Text section:

[Start of section]

San Diego Federal False Claims Whistleblower Attorneys

Federal False Claims Act Cases and Healthcare Fraud in San Diego

The Department of Justice “obtained more than $2.8 billion in settlements and judgments from civil cases involving fraud and false claims against the government in the fiscal year ending Sept. 30, 2018.”

“Of the $2.8 billion in settlements and judgments recovered by the Department of Justice [for False Claims Act cases] this past fiscal year, $2.5 billion involved the health care industry, including drug and medical device manufacturers, managed care providers, hospitals, pharmacies, hospice organizations, laboratories, and physicians.  This is the ninth consecutive year that the Department’s civil health care fraud settlements and judgments have exceeded $2 billion.  The recoveries included in the $2.5 billion reflect only federal losses but, in many of these cases, the Department was instrumental in recovering additional millions of dollars for state Medicaid programs.”

Our San Diego California whistleblower lawyers have a strong record of success helping whistleblowers who disclose healthcare fraud and other types of fraud obtain a correct percentage of winning claims.

San Diego healthcare fraud

We help nurses, doctors, pharmaceutical representatives, contractors, and others present their claim to the US Department of Justice when they become award of fraud involving an employer or a company they work with. Generally, healthcare requires pay statutory damages for each offense and restitution when they commit fraud. The False Claims Act cases are brought in favor of the following agencies:

  • Medicare and Medicare Part D
  • Medicaid.

[End of section]

Supplied information:
[Start of section]

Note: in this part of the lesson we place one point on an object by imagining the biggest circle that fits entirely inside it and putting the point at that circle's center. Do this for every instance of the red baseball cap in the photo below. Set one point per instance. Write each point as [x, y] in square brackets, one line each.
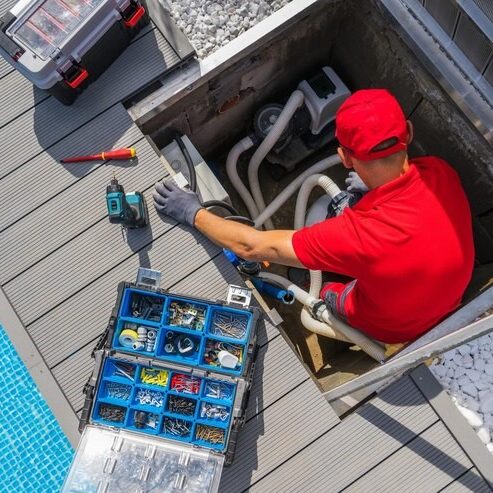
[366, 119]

[End of section]
[Start of section]

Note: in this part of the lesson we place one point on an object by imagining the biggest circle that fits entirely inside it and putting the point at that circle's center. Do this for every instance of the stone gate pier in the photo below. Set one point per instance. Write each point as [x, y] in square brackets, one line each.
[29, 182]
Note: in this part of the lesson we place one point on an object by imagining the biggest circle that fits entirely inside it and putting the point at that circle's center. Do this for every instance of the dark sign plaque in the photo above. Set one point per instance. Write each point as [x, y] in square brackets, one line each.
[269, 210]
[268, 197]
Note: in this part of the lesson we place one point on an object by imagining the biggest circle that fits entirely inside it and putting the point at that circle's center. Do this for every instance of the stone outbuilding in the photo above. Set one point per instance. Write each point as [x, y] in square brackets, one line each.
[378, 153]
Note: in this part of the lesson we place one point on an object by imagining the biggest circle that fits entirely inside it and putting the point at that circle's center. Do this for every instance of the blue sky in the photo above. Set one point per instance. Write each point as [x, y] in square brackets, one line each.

[End of section]

Directions:
1) In the page on False Claims Act cases, write out the passage starting at "Our San Diego" and ending at "of winning claims.", substituting "attorneys" for "lawyers".
2) Translate this sentence from the page on False Claims Act cases into Spanish: "This is the ninth consecutive year that the Department’s civil health care fraud settlements and judgments have exceeded $2 billion."
None of the records is needed here.

Solution set:
1)
Our San Diego California whistleblower attorneys have a strong record of success helping whistleblowers who disclose healthcare fraud and other types of fraud obtain a correct percentage of winning claims.

2) Este es el noveno año consecutivo en que los acuerdos y las sentencias civiles del Departamento por fraude en la atención médica han superado los 2.000 millones de dólares.